■ Problem to work on:
Answer these questions using the passage on Christian metalcore bands below:
1. For which album was Norma Jean nominated for the "Best Recording Package" Grammy?
2. What position did The Devil Wears Prada's album Dead Throne reach in the Billboard 200 in 2011?
3. Which August Burns Red song earned a "Best Metal Performance" Grammy nomination in 2015?

■ Page excerpt:
···

Metalcore features many popular Christian bands, including such crossover bands such as Underoath, As I Lay Dying, August Burns Red, Blessthefall, Norma Jean, Haste the Day, The Devil Wears Prada, Confessions of a Traitor, Convictions, Silent Planet, Wolves at the Gate, For Today, Demon Hunter and Fit for a King. Many of these bands have Grammy nominated or have made it high in the charts of the Billboard 200. Norma Jean was nominated for a Grammy Award for "Best Recording Package" for their album O God, the Aftermath. As I Lay Dying entered the Billboard 200 charts (No. 8) for its record sales and were nominated for the "Best Metal Performance" Grammy for the single "Nothing Left" from the 2007 album An Ocean Between Us. The album made its debut on Metal Blade Records, charting at No. 19 in Canada. In the United States, nearly 40,000 units were sold in its first week. The second week after it was released, it charted at No. 39 in both the United States and Canada. Other Top 200 debuts around the world include a No. 117 in the United Kingdom and No. 154 in Japan. In 2011, The Devil Wears Prada's album Dead Throne charted at No. 10 in the Billboard 200. In 2015, August Burns Red was nominated for "Best Metal Performance" at the Grammys for their song "Identity", off their Found in Far Away Places album.

···

■ Data section:
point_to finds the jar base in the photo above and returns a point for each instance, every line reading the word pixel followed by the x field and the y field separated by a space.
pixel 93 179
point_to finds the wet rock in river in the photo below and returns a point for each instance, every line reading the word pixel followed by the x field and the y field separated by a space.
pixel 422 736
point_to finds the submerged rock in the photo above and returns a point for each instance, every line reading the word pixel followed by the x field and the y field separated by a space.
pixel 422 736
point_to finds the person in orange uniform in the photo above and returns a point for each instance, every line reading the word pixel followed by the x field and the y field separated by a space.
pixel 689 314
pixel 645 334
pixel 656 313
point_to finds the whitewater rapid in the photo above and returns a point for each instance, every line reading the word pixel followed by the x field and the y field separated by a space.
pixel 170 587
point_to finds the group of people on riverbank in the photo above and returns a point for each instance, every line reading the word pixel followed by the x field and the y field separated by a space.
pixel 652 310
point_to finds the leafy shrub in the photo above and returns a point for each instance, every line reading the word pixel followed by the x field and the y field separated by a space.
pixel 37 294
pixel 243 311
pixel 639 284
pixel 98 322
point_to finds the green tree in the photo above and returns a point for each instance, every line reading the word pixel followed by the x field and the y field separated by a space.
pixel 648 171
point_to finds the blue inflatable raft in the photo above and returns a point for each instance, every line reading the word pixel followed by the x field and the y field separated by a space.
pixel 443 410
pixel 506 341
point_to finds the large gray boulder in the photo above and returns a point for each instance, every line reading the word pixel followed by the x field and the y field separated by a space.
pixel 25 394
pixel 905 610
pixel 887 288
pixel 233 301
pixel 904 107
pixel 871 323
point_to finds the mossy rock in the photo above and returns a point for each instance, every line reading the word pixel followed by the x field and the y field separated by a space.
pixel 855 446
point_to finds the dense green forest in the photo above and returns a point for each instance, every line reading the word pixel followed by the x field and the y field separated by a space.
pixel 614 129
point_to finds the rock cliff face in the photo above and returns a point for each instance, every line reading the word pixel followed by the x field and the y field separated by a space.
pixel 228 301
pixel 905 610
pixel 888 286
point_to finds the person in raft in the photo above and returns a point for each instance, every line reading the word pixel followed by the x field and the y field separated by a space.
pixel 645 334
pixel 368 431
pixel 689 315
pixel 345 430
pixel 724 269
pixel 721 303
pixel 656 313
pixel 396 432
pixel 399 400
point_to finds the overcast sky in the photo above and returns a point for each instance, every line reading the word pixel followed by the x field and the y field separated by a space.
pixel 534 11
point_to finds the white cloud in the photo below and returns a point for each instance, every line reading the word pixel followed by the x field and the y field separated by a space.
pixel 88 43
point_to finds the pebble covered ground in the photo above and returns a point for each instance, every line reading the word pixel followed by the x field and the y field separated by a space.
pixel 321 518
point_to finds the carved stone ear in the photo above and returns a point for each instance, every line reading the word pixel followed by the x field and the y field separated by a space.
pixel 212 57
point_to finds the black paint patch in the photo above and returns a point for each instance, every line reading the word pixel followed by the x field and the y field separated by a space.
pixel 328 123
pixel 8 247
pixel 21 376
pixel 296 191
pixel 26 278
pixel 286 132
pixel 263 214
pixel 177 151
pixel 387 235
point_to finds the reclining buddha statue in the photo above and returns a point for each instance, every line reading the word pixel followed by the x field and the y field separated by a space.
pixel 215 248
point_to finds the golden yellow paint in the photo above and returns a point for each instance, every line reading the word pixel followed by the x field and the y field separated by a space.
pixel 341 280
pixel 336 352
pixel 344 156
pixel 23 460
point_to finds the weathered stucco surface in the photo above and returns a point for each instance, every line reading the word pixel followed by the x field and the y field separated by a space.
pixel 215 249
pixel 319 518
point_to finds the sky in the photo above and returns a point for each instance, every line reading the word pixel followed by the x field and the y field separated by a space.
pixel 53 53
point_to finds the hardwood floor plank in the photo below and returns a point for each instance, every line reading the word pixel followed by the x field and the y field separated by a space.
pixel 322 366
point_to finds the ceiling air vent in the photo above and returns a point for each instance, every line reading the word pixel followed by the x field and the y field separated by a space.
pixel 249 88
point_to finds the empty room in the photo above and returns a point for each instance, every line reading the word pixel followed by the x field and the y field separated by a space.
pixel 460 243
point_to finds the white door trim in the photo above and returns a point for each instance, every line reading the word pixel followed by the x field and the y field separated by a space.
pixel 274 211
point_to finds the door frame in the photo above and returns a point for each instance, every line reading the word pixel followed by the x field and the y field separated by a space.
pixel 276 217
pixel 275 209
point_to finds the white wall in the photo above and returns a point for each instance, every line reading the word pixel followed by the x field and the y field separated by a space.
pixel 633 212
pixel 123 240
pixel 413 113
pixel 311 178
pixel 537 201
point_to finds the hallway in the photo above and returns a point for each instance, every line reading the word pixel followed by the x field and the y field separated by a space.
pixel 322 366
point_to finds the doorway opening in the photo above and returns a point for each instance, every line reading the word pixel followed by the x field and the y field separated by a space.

···

■ Response to this task:
1. O God, the Aftermath
2. No. 10
3. "Identity"